───── Provided entries ─────

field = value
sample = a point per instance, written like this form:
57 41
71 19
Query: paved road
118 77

─────

» **Required work**: Put every line of the data above into a Markdown table with the columns Row and Line. Number each line in order and leave out blank lines.

» **Solution for this problem**:
| Row | Line |
|---|---|
| 1 | field = value |
| 2 | sample = a point per instance, written like this form: |
| 3 | 57 41 |
| 4 | 71 19 |
| 5 | Query: paved road |
| 6 | 118 77 |